● **EXERCISE DIRECTIONS**
Scale the records below by repeating every line, requests included, with each coordinate value in the answers multiplied by 1.55 and rounded to the nearest whole number, halves rounded up. Leave the pictures out of your reply.

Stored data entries
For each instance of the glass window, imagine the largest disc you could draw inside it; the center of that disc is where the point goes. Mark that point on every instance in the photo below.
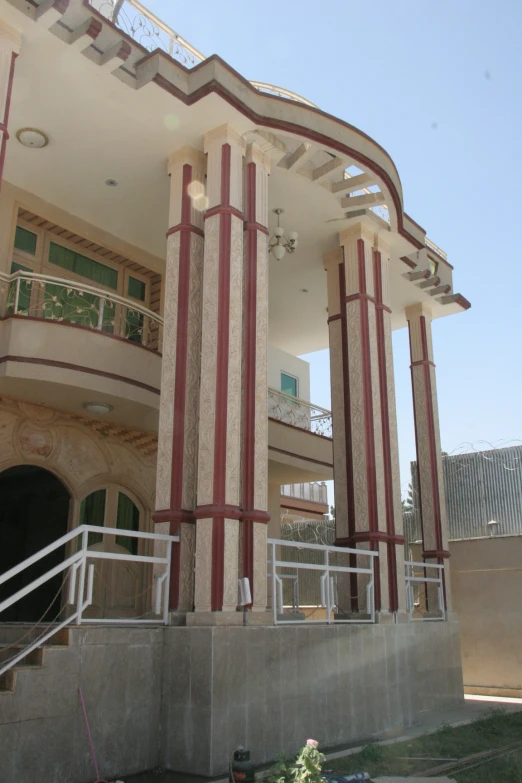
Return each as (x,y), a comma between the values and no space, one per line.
(24,291)
(25,240)
(92,512)
(136,289)
(288,384)
(83,266)
(127,518)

● **REPLY TO THE TASK**
For each instance of the glass window, imagine the largest disc you could draw inside it; the center of that disc is where the point goes. Mark that point on every instance in the photo below.
Return each as (x,y), a comma between the values and no space, one per line.
(37,451)
(39,372)
(143,794)
(211,448)
(446,595)
(129,412)
(197,803)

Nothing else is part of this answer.